▶ Task directions:
For each entry, output its words exactly and leave any picture behind.

(Recorded data)
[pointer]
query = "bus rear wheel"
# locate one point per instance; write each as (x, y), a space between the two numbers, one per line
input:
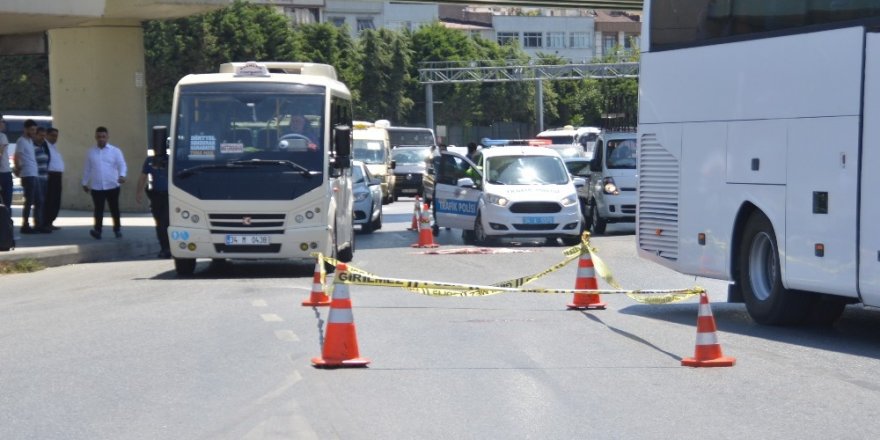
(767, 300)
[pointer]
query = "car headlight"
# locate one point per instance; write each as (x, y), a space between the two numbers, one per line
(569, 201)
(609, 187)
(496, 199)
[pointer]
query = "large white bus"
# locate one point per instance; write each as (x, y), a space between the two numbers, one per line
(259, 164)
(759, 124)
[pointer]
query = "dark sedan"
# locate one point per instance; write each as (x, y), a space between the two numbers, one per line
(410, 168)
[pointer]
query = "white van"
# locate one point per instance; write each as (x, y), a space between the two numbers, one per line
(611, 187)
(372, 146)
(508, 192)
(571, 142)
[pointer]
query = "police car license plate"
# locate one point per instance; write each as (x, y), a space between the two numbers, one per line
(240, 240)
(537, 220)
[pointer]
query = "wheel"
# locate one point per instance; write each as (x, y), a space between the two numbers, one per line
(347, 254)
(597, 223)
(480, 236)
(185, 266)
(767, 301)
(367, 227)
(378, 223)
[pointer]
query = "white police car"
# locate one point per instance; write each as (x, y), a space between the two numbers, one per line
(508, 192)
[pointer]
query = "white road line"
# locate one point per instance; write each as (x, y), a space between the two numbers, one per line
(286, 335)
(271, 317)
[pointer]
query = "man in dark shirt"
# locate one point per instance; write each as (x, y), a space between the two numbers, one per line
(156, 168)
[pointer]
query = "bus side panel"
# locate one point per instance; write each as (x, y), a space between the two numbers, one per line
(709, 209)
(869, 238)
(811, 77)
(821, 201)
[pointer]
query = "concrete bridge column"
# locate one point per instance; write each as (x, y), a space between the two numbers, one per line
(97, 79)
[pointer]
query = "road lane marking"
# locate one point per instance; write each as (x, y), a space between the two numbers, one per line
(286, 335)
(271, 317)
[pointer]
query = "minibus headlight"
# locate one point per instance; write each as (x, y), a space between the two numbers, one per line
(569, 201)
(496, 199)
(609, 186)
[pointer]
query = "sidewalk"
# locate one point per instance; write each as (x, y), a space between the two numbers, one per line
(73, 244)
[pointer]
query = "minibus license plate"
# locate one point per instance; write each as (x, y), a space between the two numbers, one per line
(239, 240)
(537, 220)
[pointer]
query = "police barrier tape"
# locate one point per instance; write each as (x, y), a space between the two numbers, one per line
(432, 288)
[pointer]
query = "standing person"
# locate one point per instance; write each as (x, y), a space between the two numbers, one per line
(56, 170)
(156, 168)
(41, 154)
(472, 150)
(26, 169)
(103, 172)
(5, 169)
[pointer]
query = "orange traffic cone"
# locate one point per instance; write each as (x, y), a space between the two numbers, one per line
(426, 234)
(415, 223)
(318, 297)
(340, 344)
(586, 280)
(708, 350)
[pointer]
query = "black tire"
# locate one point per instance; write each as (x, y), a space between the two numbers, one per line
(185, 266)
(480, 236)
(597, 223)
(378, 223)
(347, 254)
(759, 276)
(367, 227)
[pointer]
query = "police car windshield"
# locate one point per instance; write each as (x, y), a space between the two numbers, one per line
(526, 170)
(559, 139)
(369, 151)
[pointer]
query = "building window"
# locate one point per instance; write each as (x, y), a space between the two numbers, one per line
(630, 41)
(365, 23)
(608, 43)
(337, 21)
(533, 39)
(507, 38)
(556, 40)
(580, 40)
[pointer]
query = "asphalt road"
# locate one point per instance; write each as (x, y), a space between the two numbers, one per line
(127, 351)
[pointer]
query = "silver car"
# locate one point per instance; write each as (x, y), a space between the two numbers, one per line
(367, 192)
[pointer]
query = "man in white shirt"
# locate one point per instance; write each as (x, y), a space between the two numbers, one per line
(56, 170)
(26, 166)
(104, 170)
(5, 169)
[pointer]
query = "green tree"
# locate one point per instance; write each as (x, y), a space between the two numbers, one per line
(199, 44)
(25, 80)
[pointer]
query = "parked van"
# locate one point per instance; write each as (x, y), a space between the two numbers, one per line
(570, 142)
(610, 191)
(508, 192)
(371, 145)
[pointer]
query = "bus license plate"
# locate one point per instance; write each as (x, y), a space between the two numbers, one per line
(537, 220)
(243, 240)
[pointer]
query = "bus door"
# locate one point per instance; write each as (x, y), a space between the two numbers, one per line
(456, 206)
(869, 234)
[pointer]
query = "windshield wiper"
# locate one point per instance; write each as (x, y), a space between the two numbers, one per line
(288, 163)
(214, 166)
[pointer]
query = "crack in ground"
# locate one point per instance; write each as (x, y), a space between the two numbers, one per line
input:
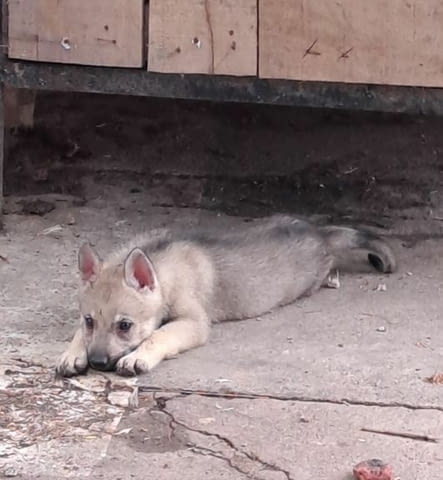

▶ Written response:
[pointer]
query = "bus rear wheel"
# locate one point per instance; write each as (x, y), a space between the two numbers, one per line
input:
(767, 300)
[pointer]
query = "car headlight"
# locate one point per instance; write each as (x, y), a space between the two numbers, one per line
(569, 201)
(609, 187)
(496, 199)
[pointer]
query = "large white bus"
# locate one point per instance; write each as (x, y), a space between the two numbers, one per line
(259, 164)
(759, 124)
[pointer]
query = "dark sedan"
# locate one point per instance; write each as (x, y), a space between the two numbers, one per line
(410, 168)
[pointer]
query = "white van"
# locate one point per instance; write each as (x, y), a space between the two numbers, one per line
(611, 187)
(372, 146)
(508, 192)
(571, 142)
[pointer]
query = "police car license plate"
# locate one point per instance; write each as (x, y), a space between the two numbers, one per line
(240, 240)
(537, 220)
[pointer]
query = "wheel"
# locate one point per instance; write each as (x, y), a space between the two numbers, one per line
(347, 254)
(597, 223)
(480, 236)
(185, 266)
(767, 301)
(367, 227)
(378, 223)
[pointer]
query = "white police car"
# locate one point per instance; write each as (x, y), a space between the two numbers, one per line
(508, 192)
[pointer]
query = "white road line"
# locate one point per instance; write each as (x, y), a space between the two numbers, one per line
(286, 335)
(271, 317)
[pointer]
query = "man in dark shirt"
# locate one point per instance; write each as (x, y), a space between the two numbers, one per line
(156, 168)
[pointer]
query = "bus side panel"
# locate one point per instance; write each as (x, y), a space between the two numbers, one per line
(709, 209)
(869, 238)
(811, 77)
(821, 201)
[pointer]
query = "concrete bridge column"
# locate one point per instance; write each as (x, y), a space between the two numbers, one per line
(97, 79)
[pointer]
query = "road lane marking"
# locate one point per instance; write each as (x, y), a space between the two numbers, one per line
(286, 335)
(271, 317)
[pointer]
query = "minibus headlight"
# locate one point per instance; write each as (x, y), a space between the two numbers, one per line
(569, 201)
(496, 199)
(609, 186)
[pointer]
query = "sidewalk"
# locate one point per instance; write each as (x, y), a space between the two numbers, one per line
(73, 244)
[pointer]
query = "minibus license plate"
# locate one point per instance; write each as (x, y), a space between the two numbers, one per line
(239, 240)
(537, 220)
[pointer]
query = "police barrier tape"
# locate one point per instance; write each as (x, y), a space between the two numbers, one per line
(432, 288)
[pointer]
query = "standing person"
# locate one point per instance; write each as (x, y), a space between the two numbers, one per line
(56, 170)
(156, 168)
(41, 154)
(472, 150)
(26, 169)
(103, 172)
(5, 169)
[pointer]
query = "orange traffic cone"
# locate one point per instance; write each as (x, y), a space between the two numbers, one per line
(426, 234)
(415, 223)
(318, 297)
(340, 344)
(586, 280)
(708, 350)
[pointer]
query = "black tire"
# locate one point per instance; write each as (x, y), a space between the two numbers, one per line
(185, 266)
(480, 236)
(597, 223)
(378, 223)
(347, 254)
(759, 276)
(367, 227)
[pointer]
query = "police car windshield"
# locate one point per instance; write each as (x, y), a space between the two numbers, one per line
(526, 170)
(559, 139)
(369, 151)
[pointer]
query = "building window"
# locate one point per instance; write each as (x, y), a space between the two numbers, one per line
(630, 41)
(365, 23)
(608, 43)
(337, 21)
(533, 39)
(507, 38)
(556, 40)
(580, 40)
[pointer]
query = "asphalt road"
# locate one point per instance; write each as (x, y), a space between the two numbers, one per line
(127, 351)
[pointer]
query = "silver car"
# locate one point per instance; write each as (x, y), a space between the two numbers, one per line
(367, 192)
[pointer]
query = "man in white shirt"
# locate one point per instance; write each as (x, y), a space between the two numbers, one per line
(56, 170)
(26, 166)
(104, 170)
(5, 169)
[pointer]
query = "green tree"
# locate one point per instance; write each as (x, y), a space between the two numbers, one per line
(199, 44)
(25, 80)
[pointer]
query = "parked van"
# locate one point per instance; write each as (x, y), a space between the two numbers, one per line
(570, 142)
(610, 191)
(508, 192)
(371, 145)
[pointer]
query = "bus license plate"
# locate one point per instance; write each as (x, y), a space between the two numbers, one per line
(537, 220)
(243, 240)
[pointer]
query = "bus door"
# locate one point per instance; write each as (x, y), a space between the two numbers, one per line
(456, 206)
(869, 234)
[pointer]
query = "windshield wiper"
# locate one point per instance; write each as (x, y), a space between the two numbers, one per line
(288, 163)
(214, 166)
[pointer]
query = "crack in ground"
# locate one point per instance; write each as (x, y), a space between the two numbers, one per line
input:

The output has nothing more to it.